About this exercise: The output should be all entries, each matching the original exactly.

----- Data supplied

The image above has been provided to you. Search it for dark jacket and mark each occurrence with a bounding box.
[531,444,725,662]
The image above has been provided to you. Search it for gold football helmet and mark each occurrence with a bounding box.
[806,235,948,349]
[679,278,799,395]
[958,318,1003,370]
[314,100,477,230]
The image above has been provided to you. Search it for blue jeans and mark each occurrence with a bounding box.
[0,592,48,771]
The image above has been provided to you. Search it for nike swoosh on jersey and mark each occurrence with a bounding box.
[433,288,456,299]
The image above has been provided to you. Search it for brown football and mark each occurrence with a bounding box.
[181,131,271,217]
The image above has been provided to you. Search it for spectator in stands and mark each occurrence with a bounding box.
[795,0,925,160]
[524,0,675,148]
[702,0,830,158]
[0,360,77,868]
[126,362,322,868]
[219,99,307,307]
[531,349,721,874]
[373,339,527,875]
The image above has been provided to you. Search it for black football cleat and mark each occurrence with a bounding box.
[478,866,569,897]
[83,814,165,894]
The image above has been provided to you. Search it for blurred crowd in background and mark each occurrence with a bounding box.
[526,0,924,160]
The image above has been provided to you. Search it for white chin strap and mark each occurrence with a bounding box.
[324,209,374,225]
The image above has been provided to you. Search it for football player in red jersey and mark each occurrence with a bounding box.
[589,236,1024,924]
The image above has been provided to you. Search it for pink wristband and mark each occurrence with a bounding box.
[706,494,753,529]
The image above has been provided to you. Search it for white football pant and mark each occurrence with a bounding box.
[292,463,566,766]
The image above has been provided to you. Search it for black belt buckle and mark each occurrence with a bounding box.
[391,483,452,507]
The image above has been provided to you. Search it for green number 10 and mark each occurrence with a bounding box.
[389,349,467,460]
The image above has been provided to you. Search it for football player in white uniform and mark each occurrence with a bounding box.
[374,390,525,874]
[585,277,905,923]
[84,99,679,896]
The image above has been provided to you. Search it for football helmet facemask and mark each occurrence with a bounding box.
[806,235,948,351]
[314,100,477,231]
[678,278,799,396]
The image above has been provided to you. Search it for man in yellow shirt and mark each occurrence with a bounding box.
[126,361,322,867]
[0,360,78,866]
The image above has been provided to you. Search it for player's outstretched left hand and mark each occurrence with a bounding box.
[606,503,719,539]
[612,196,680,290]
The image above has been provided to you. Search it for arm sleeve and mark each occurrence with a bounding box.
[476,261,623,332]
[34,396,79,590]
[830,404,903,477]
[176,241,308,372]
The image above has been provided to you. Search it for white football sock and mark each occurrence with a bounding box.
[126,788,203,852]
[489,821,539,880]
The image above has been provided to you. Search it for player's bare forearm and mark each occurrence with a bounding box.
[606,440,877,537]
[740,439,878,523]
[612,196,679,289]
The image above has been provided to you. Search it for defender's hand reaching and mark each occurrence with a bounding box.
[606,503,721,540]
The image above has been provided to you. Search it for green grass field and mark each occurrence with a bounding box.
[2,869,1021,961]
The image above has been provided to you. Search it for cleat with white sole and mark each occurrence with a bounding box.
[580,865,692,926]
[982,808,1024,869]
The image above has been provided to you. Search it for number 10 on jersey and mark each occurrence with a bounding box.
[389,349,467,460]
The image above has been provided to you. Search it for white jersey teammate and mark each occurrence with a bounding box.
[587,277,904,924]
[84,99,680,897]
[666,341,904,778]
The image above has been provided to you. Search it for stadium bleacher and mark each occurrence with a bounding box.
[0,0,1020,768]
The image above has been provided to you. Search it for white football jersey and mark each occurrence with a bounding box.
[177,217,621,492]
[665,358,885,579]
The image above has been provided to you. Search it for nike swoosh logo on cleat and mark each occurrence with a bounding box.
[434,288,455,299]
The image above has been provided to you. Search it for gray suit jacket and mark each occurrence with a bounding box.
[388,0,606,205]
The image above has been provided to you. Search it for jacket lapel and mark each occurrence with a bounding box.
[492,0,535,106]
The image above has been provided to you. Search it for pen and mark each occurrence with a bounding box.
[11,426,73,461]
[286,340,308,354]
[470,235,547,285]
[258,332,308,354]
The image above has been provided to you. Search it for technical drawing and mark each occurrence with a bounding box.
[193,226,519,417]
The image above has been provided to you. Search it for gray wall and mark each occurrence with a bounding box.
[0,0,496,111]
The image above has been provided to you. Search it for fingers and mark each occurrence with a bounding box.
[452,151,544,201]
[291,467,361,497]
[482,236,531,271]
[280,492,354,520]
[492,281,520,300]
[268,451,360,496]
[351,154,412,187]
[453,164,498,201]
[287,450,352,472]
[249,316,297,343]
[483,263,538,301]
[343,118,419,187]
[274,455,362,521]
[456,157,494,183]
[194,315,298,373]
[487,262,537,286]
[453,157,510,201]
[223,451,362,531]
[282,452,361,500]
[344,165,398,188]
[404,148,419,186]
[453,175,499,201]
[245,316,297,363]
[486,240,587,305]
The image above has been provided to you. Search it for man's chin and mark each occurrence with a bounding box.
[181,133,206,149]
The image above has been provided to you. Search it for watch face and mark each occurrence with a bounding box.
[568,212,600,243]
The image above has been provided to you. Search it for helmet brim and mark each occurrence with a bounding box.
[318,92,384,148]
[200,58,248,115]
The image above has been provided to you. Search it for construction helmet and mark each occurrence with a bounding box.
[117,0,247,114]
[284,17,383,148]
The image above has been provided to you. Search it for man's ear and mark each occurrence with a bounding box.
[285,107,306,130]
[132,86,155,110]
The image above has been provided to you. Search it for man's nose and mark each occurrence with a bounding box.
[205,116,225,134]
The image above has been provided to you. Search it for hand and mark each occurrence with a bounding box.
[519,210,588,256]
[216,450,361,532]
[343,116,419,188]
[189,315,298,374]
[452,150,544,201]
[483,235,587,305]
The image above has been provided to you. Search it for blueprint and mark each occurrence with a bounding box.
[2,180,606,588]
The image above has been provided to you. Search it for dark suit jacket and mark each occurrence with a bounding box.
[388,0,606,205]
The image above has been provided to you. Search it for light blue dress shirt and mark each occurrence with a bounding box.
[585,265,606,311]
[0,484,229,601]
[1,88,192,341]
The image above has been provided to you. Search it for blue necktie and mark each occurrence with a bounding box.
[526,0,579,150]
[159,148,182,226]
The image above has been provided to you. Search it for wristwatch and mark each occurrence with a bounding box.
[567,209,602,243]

----------

The completed task:
The image above has been provided to you. Search it for dark jacket and mark each occurrence with a bounding box.
[531,444,725,662]
The image above has been provided to you. Search it for gold football helmet and mark each occurrence with a bounding box.
[806,235,948,349]
[679,278,799,395]
[958,318,1003,370]
[314,100,477,230]
The image above has been provided to you. Search it for blue jeans and mark each occurrence with a bounding box.
[0,592,48,771]
The image above has been provided to you. Search it for nike swoosh on jersey and mark each occurrence with a bounding box.
[433,288,456,299]
The image above has been provided to you. Search it for brown football and mark each occurrence with a bounding box.
[181,131,271,217]
The image above has been provided to you. Search it for spectator in stands and mark each occurrence with a bounding box.
[795,0,925,160]
[524,0,675,148]
[702,0,830,158]
[0,360,77,868]
[126,362,322,868]
[219,99,307,307]
[531,349,721,874]
[373,339,527,875]
The image above has been provided to you. Search it for black football cleat and mark each occurrence with a bounding box.
[478,866,569,897]
[83,814,165,894]
The image above has been provided to you. Search it for blurred crowd in background and mark each occurrence with a bounding box.
[526,0,924,160]
The image above has been provided to you. Search it for white chin strap and mark each occurrence with a bounding box.
[324,209,374,225]
The image above has been provided to you. Search it for football player in red jersey and mark each occurrence with a bounding box.
[589,236,1024,924]
The image above has been provided to you. Search it for pink wristband and mark each occurrence with a bounding box.
[706,494,753,529]
The image above has been provided to you. Search it for white football pant and mark each occurrence with a bounding box.
[292,463,566,766]
The image above has been provided to you. Search it for black belt buckle and mark each occurrence with a bounding box.
[391,483,452,507]
The image above has been provided to you. Search it for green number 10 and mark each occurrence with a bounding box.
[389,349,467,460]
The image above has been provided to you. Search it for football player in white uniform and mark each occurrence with a bounding box.
[374,390,525,874]
[585,277,905,923]
[84,99,679,896]
The image above has been provided to you. Search it for football helmet facemask and mark each occurrence with a bounding box.
[806,235,948,351]
[314,100,477,231]
[678,278,799,396]
The image above has been provided to you. Search it for man in yellow shirt and mark each occurrence with a bounding box.
[126,361,322,867]
[0,360,78,866]
The image above has been provided to you. Search it for player's outstretched left hand and mark each occurrence with a bounding box.
[606,503,719,539]
[612,196,680,290]
The image above has been provided to you. Search it for arm sleeve and mark each occurrence with a bounding box.
[476,261,623,332]
[34,396,79,590]
[830,404,903,477]
[176,241,308,372]
The image above has been provided to you. Search it for white football sock and mark each occurrence with a bounding box.
[126,788,203,852]
[489,821,539,880]
The image above has been provided to you. Search it for player's bare forearm and mark each occurrence with a bounding box.
[606,440,877,537]
[740,439,878,523]
[612,196,679,289]
The image above has been provided to you. Search it for defender's hand reaching and mark each occurrence with a bounding box.
[606,503,721,540]
The image above has been provided to you. Search it for green grass field and mark each occurrence with a bounding box.
[2,869,1021,961]
The image above has been provided to you. Search it for cleat with white sole and mark each occurrence with a bounding box.
[580,865,692,926]
[982,808,1024,869]
The image above has been provided to you. Search it for number 10 on jersey and mark each occurrence with a bounding box.
[389,349,467,460]
The image above has been provided to you. Search it for white jersey teammate and mark each occurrence with a bounding box.
[587,277,904,924]
[84,99,680,897]
[666,341,904,778]
The image above has been provided to you. Search it for stadium bleacher and mark each occurrence with a bounding box.
[0,0,1020,768]
The image above has been provided to you. Search it for white football jersey and mark each occurrence with a bounding box.
[177,217,621,492]
[665,358,885,579]
The image above has been provided to you. Search it for nike swoosh logo on cleat and mark each occurrence with a bounding box.
[434,288,455,299]
The image above has been provided to you. Search it for gray suit jacket and mark each occurrence with a bounding box.
[388,0,606,205]
The image above has been provided to you. Search it for jacket lapel and mark each occurrence with a bounding box.
[492,0,535,106]
The image above has been provided to you. Search it for pen and mark each occurrence with a bounding box.
[11,426,73,461]
[286,340,308,354]
[470,235,547,285]
[258,332,308,354]
The image above has been provided to you. Search it for technical drawing and mark each occurrence with a bounding box.
[193,226,519,417]
The image above has been provided to you. Search it for gray wall and mark each occurrence with a bounding box.
[0,0,496,111]
The image above has been provided to you. Search it for fingers and mark each occurrence with a bounding box.
[452,151,544,201]
[291,467,361,497]
[482,236,531,271]
[280,492,354,520]
[492,281,520,300]
[268,451,360,496]
[351,154,412,187]
[453,164,498,201]
[287,450,352,472]
[249,316,297,343]
[483,263,538,301]
[343,118,419,187]
[274,455,362,521]
[456,157,494,183]
[194,315,298,373]
[487,262,537,286]
[453,157,510,201]
[223,451,362,531]
[282,452,361,500]
[344,165,398,188]
[404,148,419,186]
[453,175,499,201]
[245,316,297,363]
[486,240,587,305]
The image above has been provided to you. Search it for man's chin and mark each occurrence with a bounding box.
[181,133,206,149]
The image above has been provided to you. Search it for watch face and mark each occurrence with a bounding box.
[568,212,600,243]
The image above has been provided to you. Search it for helmet brim and mark each occurrence with a bounding box.
[318,92,384,148]
[200,58,248,115]
The image above has been provided to you. Search it for construction helmet and mark each occurrence with a bounding box.
[117,0,247,114]
[284,17,383,148]
The image above has been provided to you. Search it for man's ear and mark each occurrence with a bounding box.
[285,107,306,130]
[132,86,155,110]
The image above has been provided to you. Search it for man's nose and mark each occurrence with a bounding box.
[205,116,225,134]
The image above has been provided to you. Search it for hand and mark each occurrence with a bounding box.
[519,210,588,256]
[216,450,361,532]
[343,116,419,188]
[189,315,298,374]
[452,150,544,201]
[483,235,587,305]
The image above has been provided to you. Search it for blueprint and mark each occurrence with a bounding box.
[2,180,606,588]
The image above has been provided to you. Search it for dark suit jacket and mark each occurrence with a bounding box.
[388,0,606,205]
The image above has been provided to you. Search it for light blue dress shirt and mark each occurrence with a bounding box.
[585,265,606,311]
[0,484,229,601]
[1,88,192,341]
The image above has been provided to you. Search it for blue necktie and mark each occurrence with a bounding box.
[526,0,579,150]
[159,148,182,226]
The image above has been provided to you. Search it for wristwatch and mark each occurrence with a bounding box.
[567,209,602,243]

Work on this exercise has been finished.